- **Text excerpt**:
** START **
2020-05-22T11:58:59.220300Z

@nick.romer I think that is a nice way to summarize it! I like the point it makes about the REPL in the last paragraph.

2020-05-22T11:59:40.220500Z

Because of this visibility advantage a common way to use Clojure is to model your problem as a transformation from datastructure to datastructure, testing each stage of this transformation in the repl and just letting the REPL printing show you the next move. 

niveauverleih 2020-05-22T11:59:50.220700Z

@metasoarous typing races: are you saying that one can type vectors faster in Clojure? (Sorry, my command of English is mediocre, I don't have access to hidden meanings).

niveauverleih 2020-05-22T12:15:20.221Z

@daslu I don't know these python functional pipelines that @metasoarous talks about. Can they be used for transforming datastructure to datastructure? Background info: I've just been accepted as junior data scientist and will have to survive in python until I have gained enough credibility to start clojure evangelism. Worse, I'm newbie to both clojure and python.

niveauverleih 2020-05-22T12:18:56.221200Z

... I've used transducers with core.async, so I have a vague idea what these transformations might look like.

2020-05-22T12:25:11.221400Z

I don't know so much about the different possibilities of doing Functional Programming in Python. When I have to, I like to compose things with toolz.curried.pipe as demonstrated here: https://toolz.readthedocs.io/en/latest/streaming-analytics.html but probably there are other options. Hoping your time with Python will not be so bad : ) .. till your time of evangelism comes.
** END **
Dataset rows:
** START **
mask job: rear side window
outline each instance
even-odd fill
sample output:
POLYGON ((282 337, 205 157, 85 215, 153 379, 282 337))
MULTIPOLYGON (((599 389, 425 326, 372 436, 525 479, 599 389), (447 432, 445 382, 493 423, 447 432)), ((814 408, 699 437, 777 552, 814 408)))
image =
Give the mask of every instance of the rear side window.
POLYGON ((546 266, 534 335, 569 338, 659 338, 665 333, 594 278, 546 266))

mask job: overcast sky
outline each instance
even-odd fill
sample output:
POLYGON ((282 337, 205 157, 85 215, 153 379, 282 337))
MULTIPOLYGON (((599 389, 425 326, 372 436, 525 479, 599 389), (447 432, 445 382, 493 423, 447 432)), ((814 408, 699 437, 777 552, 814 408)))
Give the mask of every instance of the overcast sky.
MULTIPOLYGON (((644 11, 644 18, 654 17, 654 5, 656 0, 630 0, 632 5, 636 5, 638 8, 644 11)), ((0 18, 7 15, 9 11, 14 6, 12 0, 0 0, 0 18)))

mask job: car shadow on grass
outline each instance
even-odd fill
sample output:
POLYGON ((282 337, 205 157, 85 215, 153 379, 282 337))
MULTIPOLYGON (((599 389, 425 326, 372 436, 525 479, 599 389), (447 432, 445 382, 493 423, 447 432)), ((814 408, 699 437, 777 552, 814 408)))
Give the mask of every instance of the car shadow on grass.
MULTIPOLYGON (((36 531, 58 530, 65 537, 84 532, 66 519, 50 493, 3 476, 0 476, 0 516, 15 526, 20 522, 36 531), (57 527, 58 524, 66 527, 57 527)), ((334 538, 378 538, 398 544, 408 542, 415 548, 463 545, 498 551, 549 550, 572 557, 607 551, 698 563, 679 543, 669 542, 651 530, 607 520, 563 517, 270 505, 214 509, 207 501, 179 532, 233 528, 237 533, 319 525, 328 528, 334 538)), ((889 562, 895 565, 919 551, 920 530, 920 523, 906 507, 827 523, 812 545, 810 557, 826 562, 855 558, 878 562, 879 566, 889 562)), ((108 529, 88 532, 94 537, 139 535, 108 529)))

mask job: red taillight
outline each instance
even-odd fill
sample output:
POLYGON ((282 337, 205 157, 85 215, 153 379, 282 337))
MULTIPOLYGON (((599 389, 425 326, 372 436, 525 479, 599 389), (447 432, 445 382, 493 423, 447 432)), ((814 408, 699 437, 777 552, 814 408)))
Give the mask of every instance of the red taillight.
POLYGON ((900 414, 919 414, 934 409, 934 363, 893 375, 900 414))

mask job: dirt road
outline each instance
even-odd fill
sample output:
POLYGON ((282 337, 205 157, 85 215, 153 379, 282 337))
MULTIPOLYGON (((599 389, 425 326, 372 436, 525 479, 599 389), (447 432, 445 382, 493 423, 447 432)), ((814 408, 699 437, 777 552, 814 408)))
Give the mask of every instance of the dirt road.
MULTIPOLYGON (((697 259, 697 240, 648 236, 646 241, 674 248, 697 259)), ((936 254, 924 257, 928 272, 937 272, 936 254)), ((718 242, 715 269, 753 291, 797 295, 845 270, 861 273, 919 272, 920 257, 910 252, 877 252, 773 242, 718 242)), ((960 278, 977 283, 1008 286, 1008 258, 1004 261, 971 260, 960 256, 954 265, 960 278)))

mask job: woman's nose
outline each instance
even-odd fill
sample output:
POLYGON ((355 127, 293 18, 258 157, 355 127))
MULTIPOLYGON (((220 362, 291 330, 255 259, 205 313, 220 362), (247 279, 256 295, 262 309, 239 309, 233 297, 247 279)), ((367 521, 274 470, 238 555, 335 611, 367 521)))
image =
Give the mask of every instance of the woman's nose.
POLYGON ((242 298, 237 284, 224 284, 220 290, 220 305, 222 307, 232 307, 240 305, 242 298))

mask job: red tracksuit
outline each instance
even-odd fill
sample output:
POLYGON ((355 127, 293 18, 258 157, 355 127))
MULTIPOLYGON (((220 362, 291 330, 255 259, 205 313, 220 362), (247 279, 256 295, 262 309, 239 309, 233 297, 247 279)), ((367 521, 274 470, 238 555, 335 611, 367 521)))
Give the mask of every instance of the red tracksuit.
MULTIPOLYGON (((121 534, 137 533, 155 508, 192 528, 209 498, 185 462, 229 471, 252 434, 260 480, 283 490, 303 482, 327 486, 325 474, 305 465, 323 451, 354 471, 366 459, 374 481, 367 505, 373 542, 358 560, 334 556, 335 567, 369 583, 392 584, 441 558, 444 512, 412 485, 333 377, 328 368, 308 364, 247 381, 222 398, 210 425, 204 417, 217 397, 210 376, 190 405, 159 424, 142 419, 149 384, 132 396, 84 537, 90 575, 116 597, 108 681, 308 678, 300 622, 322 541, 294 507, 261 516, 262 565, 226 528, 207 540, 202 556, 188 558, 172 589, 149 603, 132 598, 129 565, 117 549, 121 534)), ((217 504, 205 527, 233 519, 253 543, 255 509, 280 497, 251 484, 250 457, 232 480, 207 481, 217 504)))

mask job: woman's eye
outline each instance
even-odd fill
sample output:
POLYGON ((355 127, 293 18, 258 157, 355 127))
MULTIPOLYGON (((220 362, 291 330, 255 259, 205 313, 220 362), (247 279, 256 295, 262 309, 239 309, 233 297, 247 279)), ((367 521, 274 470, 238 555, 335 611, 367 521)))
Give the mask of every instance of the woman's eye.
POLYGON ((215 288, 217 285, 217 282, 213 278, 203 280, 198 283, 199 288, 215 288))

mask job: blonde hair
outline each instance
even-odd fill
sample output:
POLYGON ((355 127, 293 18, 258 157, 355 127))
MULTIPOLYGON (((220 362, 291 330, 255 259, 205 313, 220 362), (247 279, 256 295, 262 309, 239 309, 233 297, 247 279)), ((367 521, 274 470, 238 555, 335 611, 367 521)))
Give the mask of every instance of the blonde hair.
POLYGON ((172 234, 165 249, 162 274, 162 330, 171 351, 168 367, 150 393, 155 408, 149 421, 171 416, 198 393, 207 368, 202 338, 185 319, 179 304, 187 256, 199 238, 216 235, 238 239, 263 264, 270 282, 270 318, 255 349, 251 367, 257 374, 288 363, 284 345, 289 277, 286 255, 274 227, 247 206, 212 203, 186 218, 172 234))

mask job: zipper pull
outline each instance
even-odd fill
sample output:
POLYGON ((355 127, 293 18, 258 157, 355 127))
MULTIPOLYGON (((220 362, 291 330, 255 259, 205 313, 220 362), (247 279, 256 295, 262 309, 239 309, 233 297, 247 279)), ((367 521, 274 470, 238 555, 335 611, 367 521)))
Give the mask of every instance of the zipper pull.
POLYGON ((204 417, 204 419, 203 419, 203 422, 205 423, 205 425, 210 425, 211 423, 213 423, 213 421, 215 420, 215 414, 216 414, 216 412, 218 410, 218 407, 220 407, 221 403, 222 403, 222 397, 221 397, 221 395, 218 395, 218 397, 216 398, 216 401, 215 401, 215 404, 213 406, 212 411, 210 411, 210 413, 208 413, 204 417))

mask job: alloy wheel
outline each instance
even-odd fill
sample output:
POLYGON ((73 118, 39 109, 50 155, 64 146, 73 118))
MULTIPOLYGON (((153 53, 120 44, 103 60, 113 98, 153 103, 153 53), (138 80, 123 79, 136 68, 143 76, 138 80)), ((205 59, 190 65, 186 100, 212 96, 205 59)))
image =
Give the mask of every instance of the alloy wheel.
** END **
- **Task goal**: Reproduce the passage of the Clojure forum thread starting with "2020-05-22T12:25:11.221400Z" and going on through "of evangelism comes.".

- **Answer**:
2020-05-22T12:25:11.221400Z

I don't know so much about the different possibilities of doing Functional Programming in Python. When I have to, I like to compose things with toolz.curried.pipe as demonstrated here: https://toolz.readthedocs.io/en/latest/streaming-analytics.html but probably there are other options. Hoping your time with Python will not be so bad : ) .. till your time of evangelism comes.